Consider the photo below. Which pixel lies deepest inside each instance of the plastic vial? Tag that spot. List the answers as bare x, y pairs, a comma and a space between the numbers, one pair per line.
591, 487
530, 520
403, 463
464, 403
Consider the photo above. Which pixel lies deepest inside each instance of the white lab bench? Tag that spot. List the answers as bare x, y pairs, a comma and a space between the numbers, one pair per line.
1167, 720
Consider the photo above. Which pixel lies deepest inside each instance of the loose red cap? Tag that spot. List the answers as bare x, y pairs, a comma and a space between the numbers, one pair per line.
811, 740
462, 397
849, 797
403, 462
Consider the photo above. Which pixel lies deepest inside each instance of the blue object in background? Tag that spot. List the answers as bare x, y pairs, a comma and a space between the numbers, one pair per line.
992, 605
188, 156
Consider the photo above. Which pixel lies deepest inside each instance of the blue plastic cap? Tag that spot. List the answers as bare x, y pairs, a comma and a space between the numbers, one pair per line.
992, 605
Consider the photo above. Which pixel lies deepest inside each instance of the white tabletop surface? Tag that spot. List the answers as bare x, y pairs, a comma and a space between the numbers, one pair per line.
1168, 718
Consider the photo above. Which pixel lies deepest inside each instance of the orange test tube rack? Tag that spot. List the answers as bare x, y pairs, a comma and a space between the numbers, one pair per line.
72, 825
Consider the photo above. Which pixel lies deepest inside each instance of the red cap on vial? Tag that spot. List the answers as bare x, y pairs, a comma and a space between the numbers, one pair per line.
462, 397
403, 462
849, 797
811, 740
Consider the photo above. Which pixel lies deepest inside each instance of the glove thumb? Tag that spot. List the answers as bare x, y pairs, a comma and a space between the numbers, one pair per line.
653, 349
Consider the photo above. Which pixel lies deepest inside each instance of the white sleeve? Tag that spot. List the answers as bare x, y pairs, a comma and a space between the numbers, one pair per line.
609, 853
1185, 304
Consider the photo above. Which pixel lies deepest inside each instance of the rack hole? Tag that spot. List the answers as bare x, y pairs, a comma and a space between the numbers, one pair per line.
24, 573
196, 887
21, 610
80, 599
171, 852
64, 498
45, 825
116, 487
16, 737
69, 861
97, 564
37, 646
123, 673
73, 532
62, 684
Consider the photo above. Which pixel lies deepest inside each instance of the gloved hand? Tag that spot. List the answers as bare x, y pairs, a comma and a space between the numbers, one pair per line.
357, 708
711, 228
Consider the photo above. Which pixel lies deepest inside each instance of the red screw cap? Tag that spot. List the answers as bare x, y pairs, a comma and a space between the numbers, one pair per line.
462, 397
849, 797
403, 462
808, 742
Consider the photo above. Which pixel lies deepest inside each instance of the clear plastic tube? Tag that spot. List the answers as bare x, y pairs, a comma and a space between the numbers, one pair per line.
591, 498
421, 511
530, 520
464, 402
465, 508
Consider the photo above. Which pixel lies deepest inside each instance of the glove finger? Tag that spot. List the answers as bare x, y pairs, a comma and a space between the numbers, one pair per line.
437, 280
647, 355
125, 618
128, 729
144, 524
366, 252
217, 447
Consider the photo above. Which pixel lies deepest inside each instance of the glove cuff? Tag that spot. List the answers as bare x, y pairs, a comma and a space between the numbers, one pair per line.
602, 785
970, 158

» **GIVEN REQUEST**
Return the line that contains "of the gloved" along with every line after it through the end of the entries, exactly, adding nothing.

» **RESPONSE TO THIS TASK**
Consider the photo above. Which pixel lies deepest inside each instance of the gloved hand? Tag that spot. List the answers as bare x, y pairs, a comma and a space between the numbers, one pair per line.
357, 708
711, 228
Consider the photo above. Which pixel lies deepest inside each instance of the red screw cap? Tag that spot. List the answers as bare x, y pairs, a comma and a space between the numbers, one pair per line.
462, 397
849, 797
403, 462
808, 742
Consider the photo above. Which pixel lies deepest inside each instance of the clear plastic tube? Tag that spot. List the answers as bare x, y pairs, a comma and a space between the numbers, one pair per line.
591, 498
421, 511
530, 520
464, 402
465, 508
Consider the photo above. Which pixel lies deepest inside each instance of the glove finger? Tag that spot. List the answers as bare x, y pairs, a comma and a space between the numbers, one pair per line.
437, 280
647, 355
125, 618
128, 729
144, 524
366, 252
217, 447
Consider the photo above. Which pixel lies deepest inside each instance of the glove cuff? Tag that spot. List the answers as bare x, y pairs, a comma and a space between the numbers, one pair per line.
602, 785
970, 158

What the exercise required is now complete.